What is required
Rescale the records from their first line through the line with "point(379, 269)": write those lines out again, requests included, multiplying each point coordinate in the answers by 1.35 and rounding to whole numbers, halves up. Omit the pictures.

Material

###

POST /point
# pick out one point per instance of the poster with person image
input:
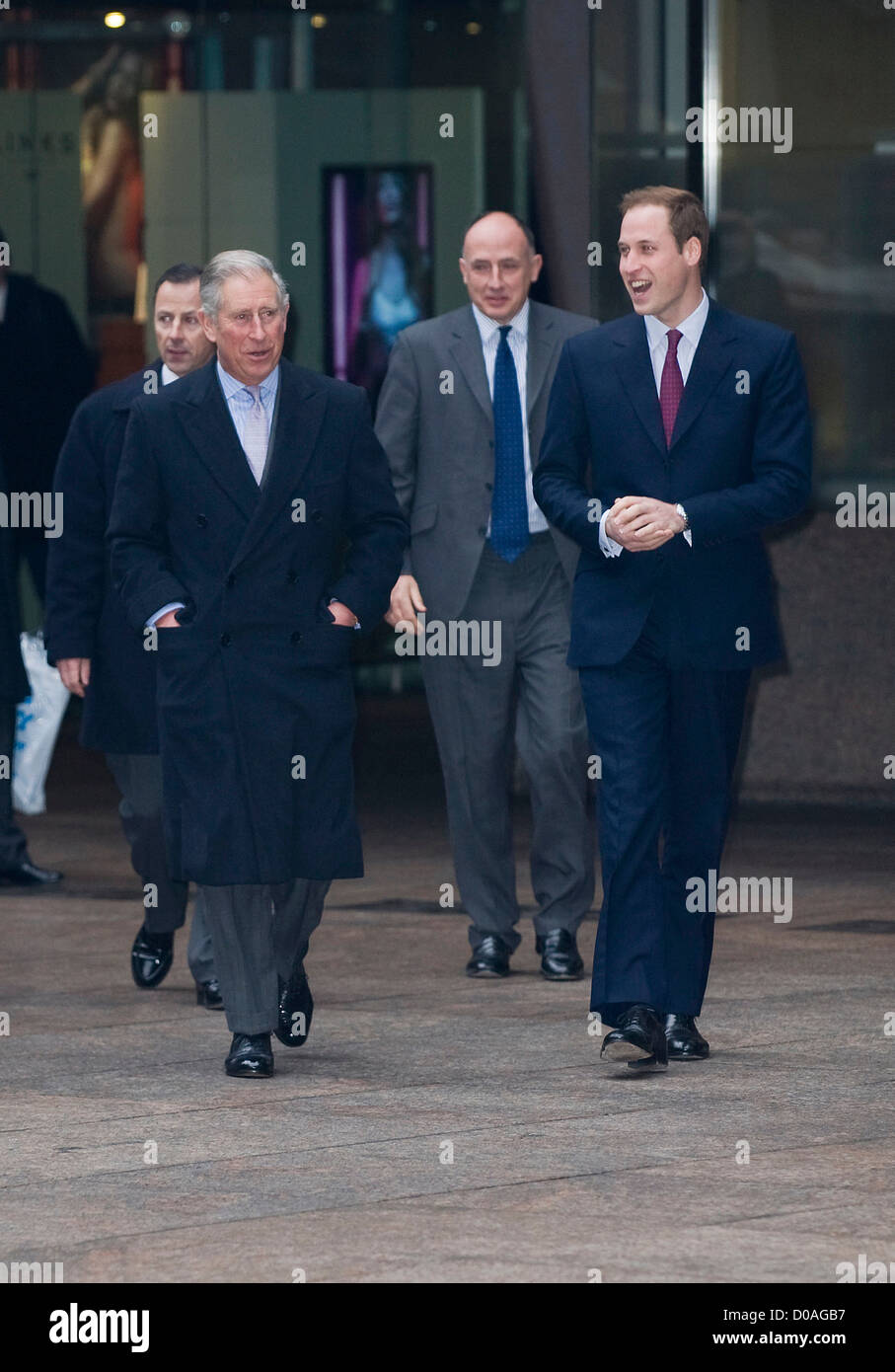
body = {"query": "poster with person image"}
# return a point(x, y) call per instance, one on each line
point(379, 269)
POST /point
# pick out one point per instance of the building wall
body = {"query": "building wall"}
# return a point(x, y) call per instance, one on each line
point(823, 727)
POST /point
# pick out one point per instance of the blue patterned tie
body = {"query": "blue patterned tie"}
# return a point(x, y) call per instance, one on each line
point(509, 507)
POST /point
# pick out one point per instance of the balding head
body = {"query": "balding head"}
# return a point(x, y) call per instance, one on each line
point(499, 265)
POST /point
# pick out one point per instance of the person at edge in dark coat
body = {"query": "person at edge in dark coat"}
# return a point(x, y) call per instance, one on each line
point(101, 657)
point(257, 531)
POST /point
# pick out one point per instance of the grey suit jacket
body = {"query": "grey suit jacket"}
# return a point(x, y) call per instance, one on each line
point(434, 421)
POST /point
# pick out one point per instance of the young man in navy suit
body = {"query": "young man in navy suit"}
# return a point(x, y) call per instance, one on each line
point(673, 438)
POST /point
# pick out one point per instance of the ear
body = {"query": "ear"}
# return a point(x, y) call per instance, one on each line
point(693, 252)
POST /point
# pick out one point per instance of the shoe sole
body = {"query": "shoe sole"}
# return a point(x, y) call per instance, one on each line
point(637, 1059)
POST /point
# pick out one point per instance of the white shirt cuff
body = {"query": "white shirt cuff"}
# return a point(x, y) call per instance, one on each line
point(162, 612)
point(608, 545)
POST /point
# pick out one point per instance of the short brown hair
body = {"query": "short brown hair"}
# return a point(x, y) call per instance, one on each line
point(686, 211)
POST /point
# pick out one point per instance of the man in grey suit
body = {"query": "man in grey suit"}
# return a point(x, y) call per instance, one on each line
point(461, 418)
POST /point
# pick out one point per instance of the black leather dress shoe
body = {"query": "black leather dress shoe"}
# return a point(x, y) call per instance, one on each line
point(560, 959)
point(296, 1009)
point(490, 957)
point(151, 959)
point(637, 1041)
point(683, 1038)
point(250, 1055)
point(28, 875)
point(208, 995)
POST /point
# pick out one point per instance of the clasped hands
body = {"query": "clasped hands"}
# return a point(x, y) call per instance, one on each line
point(640, 523)
point(341, 615)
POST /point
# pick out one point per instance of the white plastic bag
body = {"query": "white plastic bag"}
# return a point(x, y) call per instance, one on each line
point(37, 722)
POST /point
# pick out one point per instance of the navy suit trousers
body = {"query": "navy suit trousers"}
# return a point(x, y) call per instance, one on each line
point(668, 738)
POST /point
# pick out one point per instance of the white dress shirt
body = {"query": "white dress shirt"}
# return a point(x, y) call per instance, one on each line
point(657, 341)
point(517, 338)
point(168, 376)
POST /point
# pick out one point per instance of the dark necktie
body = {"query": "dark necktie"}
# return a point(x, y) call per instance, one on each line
point(672, 386)
point(509, 506)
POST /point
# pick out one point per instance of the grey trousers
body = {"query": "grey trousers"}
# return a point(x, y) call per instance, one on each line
point(138, 780)
point(13, 841)
point(532, 699)
point(261, 935)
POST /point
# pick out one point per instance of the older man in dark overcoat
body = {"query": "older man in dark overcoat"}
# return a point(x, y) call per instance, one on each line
point(254, 534)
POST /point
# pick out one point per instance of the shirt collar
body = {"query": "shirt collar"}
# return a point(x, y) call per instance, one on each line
point(691, 327)
point(488, 327)
point(232, 387)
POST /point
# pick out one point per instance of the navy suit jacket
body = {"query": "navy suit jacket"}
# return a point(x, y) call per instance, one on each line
point(740, 460)
point(84, 614)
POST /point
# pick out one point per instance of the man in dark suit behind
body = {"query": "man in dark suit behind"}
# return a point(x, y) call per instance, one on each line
point(101, 656)
point(461, 416)
point(239, 489)
point(686, 429)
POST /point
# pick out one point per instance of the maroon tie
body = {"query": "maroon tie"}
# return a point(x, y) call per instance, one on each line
point(672, 386)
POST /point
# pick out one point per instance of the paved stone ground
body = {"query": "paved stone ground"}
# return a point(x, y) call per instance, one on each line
point(336, 1165)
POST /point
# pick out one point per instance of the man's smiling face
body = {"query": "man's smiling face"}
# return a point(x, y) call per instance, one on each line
point(250, 327)
point(661, 278)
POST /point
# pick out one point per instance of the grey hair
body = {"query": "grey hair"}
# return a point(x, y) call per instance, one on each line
point(236, 263)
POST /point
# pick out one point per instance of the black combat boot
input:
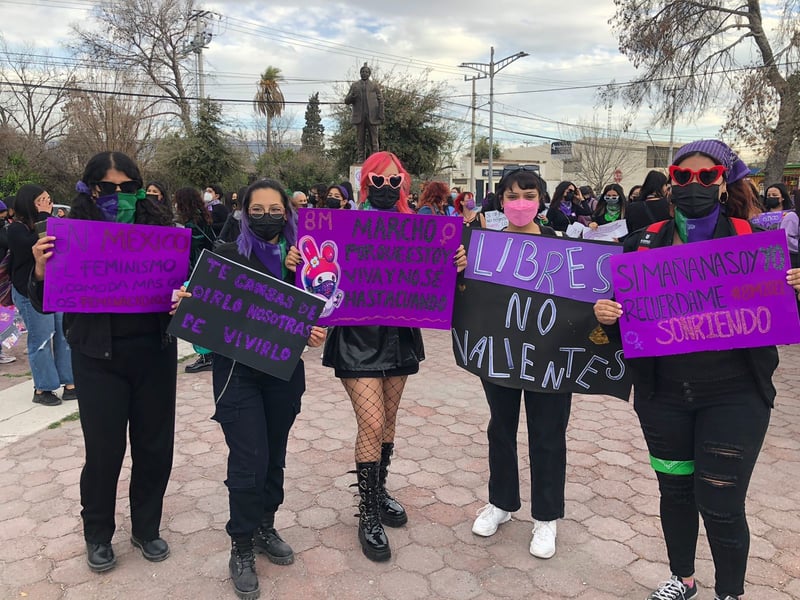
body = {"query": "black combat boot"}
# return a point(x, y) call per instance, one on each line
point(373, 538)
point(392, 512)
point(242, 566)
point(267, 541)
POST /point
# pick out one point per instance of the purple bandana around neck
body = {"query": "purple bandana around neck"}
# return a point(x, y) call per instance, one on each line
point(702, 229)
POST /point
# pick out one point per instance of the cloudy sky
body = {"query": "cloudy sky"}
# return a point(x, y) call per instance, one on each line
point(320, 45)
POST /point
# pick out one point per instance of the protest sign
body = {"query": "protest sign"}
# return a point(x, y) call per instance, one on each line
point(246, 315)
point(379, 268)
point(495, 220)
point(608, 232)
point(99, 266)
point(769, 220)
point(716, 295)
point(523, 315)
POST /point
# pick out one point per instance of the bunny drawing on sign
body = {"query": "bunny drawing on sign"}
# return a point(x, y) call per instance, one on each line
point(321, 272)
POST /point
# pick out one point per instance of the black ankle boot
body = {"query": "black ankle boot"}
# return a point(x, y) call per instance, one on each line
point(242, 567)
point(267, 541)
point(373, 538)
point(392, 512)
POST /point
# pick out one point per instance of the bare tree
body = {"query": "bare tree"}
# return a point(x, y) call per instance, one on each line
point(151, 38)
point(32, 94)
point(695, 52)
point(598, 151)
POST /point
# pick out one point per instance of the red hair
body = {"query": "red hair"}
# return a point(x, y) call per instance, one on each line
point(378, 163)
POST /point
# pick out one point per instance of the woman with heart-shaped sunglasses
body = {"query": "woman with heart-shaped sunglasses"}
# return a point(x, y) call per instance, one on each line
point(704, 414)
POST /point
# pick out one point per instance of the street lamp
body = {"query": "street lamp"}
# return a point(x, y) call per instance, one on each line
point(489, 70)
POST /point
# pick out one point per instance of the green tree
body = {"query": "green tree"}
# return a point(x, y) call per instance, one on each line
point(413, 128)
point(313, 136)
point(269, 100)
point(204, 155)
point(482, 150)
point(691, 54)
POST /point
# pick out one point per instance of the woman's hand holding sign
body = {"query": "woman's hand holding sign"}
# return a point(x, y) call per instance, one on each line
point(607, 312)
point(42, 251)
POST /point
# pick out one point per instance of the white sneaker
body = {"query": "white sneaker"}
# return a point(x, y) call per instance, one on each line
point(543, 543)
point(489, 518)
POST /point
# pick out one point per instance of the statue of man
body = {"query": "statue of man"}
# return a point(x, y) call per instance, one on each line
point(367, 101)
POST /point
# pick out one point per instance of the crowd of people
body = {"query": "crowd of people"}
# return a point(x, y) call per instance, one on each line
point(704, 415)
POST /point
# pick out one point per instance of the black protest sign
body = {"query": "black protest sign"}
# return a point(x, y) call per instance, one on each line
point(246, 315)
point(540, 341)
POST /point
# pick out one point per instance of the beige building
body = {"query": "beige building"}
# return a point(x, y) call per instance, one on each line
point(587, 161)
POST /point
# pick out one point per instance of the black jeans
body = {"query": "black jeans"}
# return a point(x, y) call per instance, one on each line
point(256, 412)
point(721, 431)
point(133, 394)
point(547, 416)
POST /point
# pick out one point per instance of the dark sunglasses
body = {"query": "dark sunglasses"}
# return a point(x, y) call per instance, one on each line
point(126, 187)
point(705, 177)
point(393, 181)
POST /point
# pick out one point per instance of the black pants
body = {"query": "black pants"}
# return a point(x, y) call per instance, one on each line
point(256, 412)
point(132, 393)
point(722, 432)
point(547, 416)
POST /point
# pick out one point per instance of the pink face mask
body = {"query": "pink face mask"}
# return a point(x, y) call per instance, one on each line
point(520, 212)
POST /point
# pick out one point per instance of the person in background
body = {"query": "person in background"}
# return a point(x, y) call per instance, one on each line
point(776, 199)
point(125, 369)
point(655, 206)
point(48, 353)
point(433, 200)
point(703, 414)
point(212, 197)
point(567, 207)
point(610, 206)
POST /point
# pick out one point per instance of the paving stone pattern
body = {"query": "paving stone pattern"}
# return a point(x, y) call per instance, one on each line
point(609, 544)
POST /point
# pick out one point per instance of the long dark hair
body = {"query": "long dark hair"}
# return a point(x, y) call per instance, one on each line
point(84, 205)
point(190, 207)
point(247, 238)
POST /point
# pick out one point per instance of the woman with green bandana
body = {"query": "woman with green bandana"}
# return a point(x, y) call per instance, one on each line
point(125, 366)
point(704, 415)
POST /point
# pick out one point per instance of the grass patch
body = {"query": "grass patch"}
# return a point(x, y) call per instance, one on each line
point(71, 417)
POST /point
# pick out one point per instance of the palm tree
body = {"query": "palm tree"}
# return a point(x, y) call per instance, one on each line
point(269, 100)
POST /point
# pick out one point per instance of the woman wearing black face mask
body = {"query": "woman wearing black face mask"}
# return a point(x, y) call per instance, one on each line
point(256, 410)
point(704, 415)
point(373, 363)
point(777, 201)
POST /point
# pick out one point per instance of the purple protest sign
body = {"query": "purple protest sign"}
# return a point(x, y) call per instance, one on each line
point(379, 268)
point(551, 265)
point(769, 220)
point(99, 266)
point(717, 295)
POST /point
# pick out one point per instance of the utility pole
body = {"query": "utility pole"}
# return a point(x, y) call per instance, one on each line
point(202, 38)
point(489, 70)
point(472, 184)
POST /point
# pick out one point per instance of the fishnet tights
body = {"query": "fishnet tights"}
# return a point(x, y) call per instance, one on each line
point(375, 402)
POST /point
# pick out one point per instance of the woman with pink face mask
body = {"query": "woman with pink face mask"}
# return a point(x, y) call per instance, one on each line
point(521, 194)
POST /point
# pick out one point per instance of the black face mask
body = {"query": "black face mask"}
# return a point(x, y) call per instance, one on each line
point(383, 198)
point(695, 200)
point(267, 228)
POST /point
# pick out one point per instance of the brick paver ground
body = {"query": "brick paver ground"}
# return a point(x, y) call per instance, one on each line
point(609, 545)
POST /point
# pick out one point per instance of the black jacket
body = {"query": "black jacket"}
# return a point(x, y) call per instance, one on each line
point(762, 361)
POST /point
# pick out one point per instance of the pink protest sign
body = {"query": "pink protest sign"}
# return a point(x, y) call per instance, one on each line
point(717, 295)
point(99, 266)
point(379, 268)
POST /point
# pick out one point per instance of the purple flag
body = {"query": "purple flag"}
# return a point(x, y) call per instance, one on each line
point(99, 266)
point(379, 268)
point(564, 267)
point(717, 295)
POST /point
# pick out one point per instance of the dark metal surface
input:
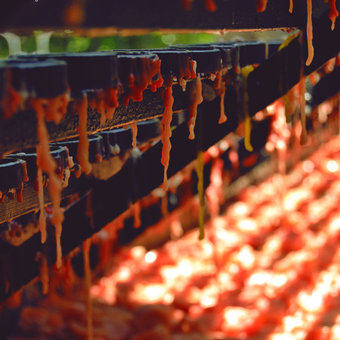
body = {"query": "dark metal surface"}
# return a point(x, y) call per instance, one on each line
point(108, 199)
point(156, 14)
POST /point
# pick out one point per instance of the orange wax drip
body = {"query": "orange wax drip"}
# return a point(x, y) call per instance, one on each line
point(166, 132)
point(140, 81)
point(303, 137)
point(196, 99)
point(134, 131)
point(333, 12)
point(47, 164)
point(44, 277)
point(88, 279)
point(83, 146)
point(42, 217)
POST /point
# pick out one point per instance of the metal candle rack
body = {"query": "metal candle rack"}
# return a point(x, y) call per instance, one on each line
point(279, 69)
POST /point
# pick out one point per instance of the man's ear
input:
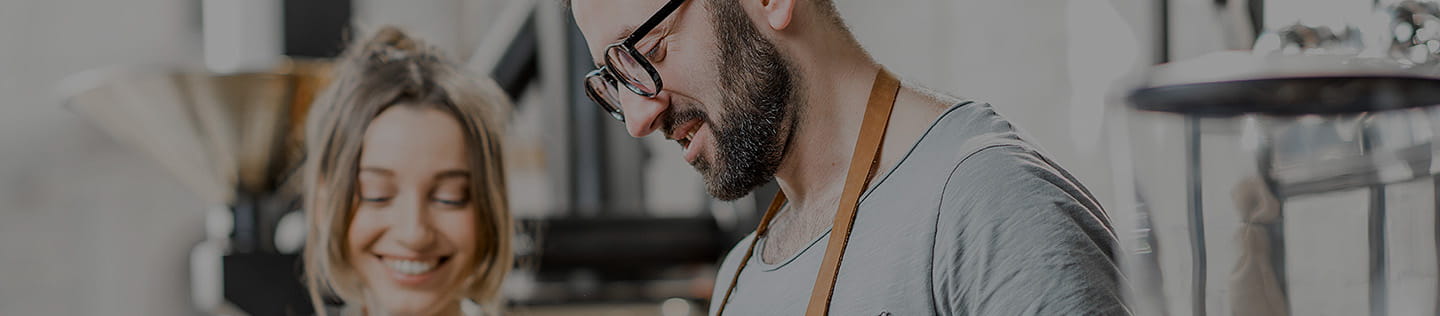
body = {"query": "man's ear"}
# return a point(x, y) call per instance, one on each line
point(778, 13)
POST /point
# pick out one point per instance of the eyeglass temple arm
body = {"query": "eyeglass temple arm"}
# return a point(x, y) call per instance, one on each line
point(654, 20)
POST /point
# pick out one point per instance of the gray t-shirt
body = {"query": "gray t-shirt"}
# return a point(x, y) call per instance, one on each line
point(971, 221)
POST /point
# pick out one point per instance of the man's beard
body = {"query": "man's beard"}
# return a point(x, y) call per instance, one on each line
point(761, 100)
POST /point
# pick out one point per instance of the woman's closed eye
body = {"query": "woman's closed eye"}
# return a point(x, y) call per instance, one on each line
point(375, 199)
point(454, 202)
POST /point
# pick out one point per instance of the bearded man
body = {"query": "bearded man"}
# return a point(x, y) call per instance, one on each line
point(893, 201)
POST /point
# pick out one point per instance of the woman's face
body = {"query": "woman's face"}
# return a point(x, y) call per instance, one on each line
point(412, 237)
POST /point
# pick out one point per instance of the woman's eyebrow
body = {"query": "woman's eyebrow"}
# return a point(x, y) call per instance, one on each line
point(380, 170)
point(452, 173)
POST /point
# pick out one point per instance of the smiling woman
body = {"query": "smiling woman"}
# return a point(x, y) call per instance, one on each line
point(405, 191)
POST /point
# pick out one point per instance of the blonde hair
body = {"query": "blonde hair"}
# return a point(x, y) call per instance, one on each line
point(392, 69)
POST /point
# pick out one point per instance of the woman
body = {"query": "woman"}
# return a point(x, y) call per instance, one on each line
point(403, 183)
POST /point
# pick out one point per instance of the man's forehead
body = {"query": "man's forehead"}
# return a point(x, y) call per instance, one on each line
point(605, 22)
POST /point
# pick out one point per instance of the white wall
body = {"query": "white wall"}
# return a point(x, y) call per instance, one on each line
point(87, 227)
point(1014, 55)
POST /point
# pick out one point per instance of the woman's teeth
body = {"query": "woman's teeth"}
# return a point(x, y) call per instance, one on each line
point(411, 266)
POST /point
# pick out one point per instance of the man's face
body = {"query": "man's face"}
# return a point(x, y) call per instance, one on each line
point(729, 97)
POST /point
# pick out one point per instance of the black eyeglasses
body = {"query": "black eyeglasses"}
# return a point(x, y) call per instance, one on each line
point(625, 64)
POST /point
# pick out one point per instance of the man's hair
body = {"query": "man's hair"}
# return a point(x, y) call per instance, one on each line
point(827, 9)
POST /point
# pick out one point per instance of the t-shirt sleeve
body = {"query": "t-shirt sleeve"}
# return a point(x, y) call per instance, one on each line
point(1015, 237)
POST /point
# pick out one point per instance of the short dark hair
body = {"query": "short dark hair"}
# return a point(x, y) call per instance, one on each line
point(827, 7)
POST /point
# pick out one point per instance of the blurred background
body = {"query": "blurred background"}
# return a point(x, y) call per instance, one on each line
point(130, 129)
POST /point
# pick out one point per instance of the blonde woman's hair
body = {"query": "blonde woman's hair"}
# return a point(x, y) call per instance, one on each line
point(392, 69)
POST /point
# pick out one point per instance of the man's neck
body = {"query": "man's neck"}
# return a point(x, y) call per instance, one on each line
point(818, 155)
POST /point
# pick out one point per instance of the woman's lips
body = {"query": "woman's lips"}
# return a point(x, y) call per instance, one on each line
point(411, 271)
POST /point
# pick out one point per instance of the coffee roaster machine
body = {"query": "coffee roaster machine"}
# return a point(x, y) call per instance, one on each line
point(1293, 178)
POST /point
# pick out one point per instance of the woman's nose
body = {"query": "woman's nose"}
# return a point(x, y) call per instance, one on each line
point(641, 113)
point(412, 227)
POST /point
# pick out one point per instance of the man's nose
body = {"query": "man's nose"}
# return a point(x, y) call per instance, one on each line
point(412, 227)
point(641, 113)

###

The response
POST /point
# pick out one point per instance of the poster with person image
input:
body = {"query": "poster with person image"}
# return a point(x, y) call per instance, one on each line
point(512, 363)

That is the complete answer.